== Written instruction ==
State how many lines of the records contain the string "mirror", giving the number alone.

---------------

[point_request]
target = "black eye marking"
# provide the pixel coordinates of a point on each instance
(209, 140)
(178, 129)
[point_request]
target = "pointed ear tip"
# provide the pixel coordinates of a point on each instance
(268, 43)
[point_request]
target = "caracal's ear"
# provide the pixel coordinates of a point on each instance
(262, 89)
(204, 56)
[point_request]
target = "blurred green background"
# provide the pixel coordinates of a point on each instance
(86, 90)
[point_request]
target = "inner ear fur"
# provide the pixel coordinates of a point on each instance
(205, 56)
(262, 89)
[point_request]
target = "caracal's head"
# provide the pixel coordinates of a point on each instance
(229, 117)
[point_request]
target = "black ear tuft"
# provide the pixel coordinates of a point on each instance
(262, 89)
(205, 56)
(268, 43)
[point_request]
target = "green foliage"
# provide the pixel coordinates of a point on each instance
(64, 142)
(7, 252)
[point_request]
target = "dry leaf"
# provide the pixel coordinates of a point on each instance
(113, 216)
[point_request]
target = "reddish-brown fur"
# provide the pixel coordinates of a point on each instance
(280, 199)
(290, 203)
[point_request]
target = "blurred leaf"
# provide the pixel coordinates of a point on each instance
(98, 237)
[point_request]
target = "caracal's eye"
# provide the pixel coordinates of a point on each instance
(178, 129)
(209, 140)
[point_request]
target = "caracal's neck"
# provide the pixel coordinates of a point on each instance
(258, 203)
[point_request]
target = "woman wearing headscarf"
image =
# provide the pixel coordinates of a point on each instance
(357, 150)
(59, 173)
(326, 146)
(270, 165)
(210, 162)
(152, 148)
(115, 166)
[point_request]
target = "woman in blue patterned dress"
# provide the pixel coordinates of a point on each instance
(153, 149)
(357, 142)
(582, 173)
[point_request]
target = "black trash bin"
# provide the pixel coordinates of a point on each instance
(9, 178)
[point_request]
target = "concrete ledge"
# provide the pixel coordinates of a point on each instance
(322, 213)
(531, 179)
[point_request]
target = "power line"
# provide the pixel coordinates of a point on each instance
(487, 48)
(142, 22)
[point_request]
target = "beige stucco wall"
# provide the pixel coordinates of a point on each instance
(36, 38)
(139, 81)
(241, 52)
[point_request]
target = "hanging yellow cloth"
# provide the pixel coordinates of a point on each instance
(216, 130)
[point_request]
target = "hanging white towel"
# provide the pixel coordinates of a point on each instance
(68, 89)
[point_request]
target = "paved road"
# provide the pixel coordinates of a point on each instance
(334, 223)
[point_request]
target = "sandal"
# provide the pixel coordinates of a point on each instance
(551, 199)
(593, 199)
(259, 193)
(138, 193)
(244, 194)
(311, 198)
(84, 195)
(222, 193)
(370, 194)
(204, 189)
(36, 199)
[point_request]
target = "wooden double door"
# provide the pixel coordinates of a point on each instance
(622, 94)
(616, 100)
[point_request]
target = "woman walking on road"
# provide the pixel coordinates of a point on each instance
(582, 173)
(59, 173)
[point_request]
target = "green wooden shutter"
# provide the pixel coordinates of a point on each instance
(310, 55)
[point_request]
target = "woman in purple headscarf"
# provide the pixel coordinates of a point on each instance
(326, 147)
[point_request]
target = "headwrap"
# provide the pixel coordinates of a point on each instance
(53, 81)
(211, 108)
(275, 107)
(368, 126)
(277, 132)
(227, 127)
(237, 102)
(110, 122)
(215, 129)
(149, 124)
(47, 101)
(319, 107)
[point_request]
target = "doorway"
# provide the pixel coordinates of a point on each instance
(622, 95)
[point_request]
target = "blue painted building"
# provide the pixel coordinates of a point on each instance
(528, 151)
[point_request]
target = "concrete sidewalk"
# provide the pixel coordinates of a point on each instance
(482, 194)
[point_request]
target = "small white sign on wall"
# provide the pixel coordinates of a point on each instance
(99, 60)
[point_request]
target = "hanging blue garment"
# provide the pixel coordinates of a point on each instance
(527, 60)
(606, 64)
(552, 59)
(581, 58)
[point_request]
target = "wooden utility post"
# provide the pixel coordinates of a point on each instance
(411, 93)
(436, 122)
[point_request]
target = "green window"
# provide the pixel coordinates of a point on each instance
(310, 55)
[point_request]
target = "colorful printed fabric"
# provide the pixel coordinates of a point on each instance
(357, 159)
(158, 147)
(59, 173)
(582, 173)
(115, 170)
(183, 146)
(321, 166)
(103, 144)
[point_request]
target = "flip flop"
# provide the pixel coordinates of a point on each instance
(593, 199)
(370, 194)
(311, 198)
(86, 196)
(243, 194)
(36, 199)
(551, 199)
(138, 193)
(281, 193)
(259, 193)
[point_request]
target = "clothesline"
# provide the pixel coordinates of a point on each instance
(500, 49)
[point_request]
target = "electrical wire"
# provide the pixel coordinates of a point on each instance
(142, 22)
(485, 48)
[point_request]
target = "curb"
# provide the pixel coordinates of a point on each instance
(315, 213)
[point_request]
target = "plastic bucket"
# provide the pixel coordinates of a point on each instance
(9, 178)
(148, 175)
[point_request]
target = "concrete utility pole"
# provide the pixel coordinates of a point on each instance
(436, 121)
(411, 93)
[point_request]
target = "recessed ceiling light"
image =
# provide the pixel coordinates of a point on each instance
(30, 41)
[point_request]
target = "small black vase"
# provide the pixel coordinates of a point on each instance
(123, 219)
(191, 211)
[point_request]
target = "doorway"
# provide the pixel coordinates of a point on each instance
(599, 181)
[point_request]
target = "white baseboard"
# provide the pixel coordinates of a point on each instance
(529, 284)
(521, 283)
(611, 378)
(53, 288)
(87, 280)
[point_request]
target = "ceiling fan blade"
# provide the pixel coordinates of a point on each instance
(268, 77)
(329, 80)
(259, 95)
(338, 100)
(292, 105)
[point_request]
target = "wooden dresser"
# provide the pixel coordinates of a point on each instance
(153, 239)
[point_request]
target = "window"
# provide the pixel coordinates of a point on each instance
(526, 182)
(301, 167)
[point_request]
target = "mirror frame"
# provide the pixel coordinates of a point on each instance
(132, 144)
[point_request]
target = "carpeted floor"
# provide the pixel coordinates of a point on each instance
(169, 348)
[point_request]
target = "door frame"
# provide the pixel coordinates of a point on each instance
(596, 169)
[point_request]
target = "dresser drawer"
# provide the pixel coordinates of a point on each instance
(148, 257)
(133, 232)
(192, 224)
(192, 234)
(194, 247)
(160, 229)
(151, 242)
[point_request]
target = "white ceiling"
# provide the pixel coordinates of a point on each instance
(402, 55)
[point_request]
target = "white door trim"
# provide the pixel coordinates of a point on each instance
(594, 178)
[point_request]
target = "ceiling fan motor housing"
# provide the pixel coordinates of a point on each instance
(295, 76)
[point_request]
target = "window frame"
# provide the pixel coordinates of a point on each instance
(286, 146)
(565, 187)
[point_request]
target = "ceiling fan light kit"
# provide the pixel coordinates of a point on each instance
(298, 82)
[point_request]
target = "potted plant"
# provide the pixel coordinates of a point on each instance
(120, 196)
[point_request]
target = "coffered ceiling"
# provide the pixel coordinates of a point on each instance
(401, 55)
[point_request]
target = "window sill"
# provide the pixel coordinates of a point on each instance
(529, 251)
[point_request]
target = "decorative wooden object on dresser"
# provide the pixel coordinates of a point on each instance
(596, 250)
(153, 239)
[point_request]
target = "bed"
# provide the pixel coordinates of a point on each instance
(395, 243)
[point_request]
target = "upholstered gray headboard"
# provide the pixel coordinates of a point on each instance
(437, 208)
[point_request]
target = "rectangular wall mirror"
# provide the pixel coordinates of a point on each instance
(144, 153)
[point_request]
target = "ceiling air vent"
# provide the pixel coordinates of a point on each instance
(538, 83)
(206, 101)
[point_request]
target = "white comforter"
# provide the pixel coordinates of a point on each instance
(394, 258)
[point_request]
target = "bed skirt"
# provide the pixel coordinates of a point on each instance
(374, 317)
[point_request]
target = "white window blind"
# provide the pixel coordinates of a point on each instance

---------------

== Worked solution ==
2